◆ **TRY IT**:
The records below need to be copied in full. Match them exactly.

>>>>

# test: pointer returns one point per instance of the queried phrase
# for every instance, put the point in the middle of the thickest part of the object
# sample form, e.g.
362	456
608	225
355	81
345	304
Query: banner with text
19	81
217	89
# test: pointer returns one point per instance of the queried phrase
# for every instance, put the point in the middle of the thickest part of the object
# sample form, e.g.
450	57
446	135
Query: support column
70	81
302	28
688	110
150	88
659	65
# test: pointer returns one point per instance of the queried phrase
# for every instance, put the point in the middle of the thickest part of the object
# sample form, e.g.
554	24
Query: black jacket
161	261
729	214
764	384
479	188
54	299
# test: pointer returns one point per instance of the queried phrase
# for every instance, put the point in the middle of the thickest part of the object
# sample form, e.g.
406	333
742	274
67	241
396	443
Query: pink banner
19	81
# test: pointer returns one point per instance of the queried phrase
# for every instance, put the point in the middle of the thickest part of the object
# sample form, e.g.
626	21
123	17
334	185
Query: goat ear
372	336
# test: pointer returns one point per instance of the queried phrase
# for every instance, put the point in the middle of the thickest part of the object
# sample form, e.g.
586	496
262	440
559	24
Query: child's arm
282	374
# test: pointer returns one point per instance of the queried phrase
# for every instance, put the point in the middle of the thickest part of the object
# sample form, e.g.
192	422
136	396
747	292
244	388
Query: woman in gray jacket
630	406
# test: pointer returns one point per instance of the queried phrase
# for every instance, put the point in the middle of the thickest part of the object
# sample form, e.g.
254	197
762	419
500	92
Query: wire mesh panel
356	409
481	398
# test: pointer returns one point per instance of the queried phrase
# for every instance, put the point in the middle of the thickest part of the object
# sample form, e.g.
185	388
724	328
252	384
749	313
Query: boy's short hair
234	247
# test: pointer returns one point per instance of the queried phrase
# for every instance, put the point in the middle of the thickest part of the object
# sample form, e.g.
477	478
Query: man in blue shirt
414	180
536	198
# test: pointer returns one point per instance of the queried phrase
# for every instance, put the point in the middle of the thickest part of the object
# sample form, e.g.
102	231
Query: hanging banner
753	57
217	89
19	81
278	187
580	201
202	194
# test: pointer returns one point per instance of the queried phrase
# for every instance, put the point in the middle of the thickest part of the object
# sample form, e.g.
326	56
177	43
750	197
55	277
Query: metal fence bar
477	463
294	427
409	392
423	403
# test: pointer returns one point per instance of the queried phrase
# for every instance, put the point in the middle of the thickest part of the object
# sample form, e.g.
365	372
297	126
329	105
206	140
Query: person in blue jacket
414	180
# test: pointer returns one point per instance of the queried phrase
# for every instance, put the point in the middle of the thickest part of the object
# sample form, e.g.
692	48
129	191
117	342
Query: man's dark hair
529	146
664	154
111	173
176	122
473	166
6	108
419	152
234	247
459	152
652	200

<<<<

◆ **RESULT FOR THIS EXERCISE**:
# test: pointer returns one point per instance of the queried phrase
# for every instance, put the point in the middle of the thickest part of the object
# sample form, e.g.
362	456
608	225
355	81
345	304
Query: banner with text
19	81
217	89
# test: pointer returns one point per instance of the queried phrase
# for every instance, put the point in the middle of the thickest part of the object
# sample form, e.g.
450	57
446	135
Query: support column
70	81
302	28
688	110
150	88
659	65
# test: pointer returns one point per instance of the queried phrase
# for every instance, put the point in the middle of the thickest part of the object
# sample form, e.g.
554	24
Query: black jacket
161	261
729	214
764	384
479	188
54	299
# test: pointer returns one point per instance of the queried phrase
# for every instance, put the point in the middle of the thickest part of the object
# sample form, e.g.
406	333
742	274
67	241
396	443
Query: pink banner
19	81
# test: pointer returns one point per instance of the queried phrase
# for every instance, put the point in the middle of the thickest part of the object
# sample form, e.g.
626	21
123	17
334	185
Query: goat ear
372	336
# test: pointer returns one point per instance of the queried phrase
# for every instance, put the point in the middle of the thickest part of the object
# sample form, e.g.
586	496
262	440
559	24
Query: child's arm
282	374
# test: pointer returns one point per instance of the queried phrase
# for every instance, put the point in the middle of the thickest part of the object
# sample form, e.g.
192	422
136	396
747	292
244	388
Query: woman in gray jacket
630	406
# test: pointer returns one point per instance of the queried phrase
# for every instance, put the point in the middle of the thickest part of the object
# sample form, e.g.
254	197
762	419
500	92
Query: wire mesh panel
356	409
481	398
# test: pointer returns one point per instance of the queried phrase
# for every instance, put the point in the middle of the thickest part of the object
# sample form, e.g.
185	388
724	328
252	384
749	313
Query: boy's short hair
234	247
# test: pointer returns one point per instance of the queried phrase
# for every instance, put the point in the middle of the thickest part of the object
# sample form, e.g.
477	478
Query: man in blue shirt
414	180
536	198
# test: pointer returns one point per instance of the queried phrase
# for every instance, put the point in the middle of the thickest part of the object
# sample form, e.g.
102	231
Query: hanging banner
753	57
217	89
19	81
278	187
580	201
202	194
# test: pointer returns one point per instance of the queried phrase
# for every instance, put the point in the middle of the thickest part of the object
# sample form, e.g.
326	56
177	43
750	197
55	277
Query: metal fence bar
477	463
294	427
409	392
423	403
# test: pointer returns one point per instance of the queried phrase
# for every instance, put the point in the middle of the thickest part of the object
# sample form, e.g.
365	372
297	126
329	105
206	140
Query: person in blue jacket
414	180
# test: pointer returns one point per instance of the queried phrase
# for every instance, put the point in the middle of the thickest part of the object
# sample form, e.g.
692	48
129	191
117	342
Query: man's dark hair
529	146
664	154
111	173
176	122
473	166
6	108
419	152
234	247
459	152
652	200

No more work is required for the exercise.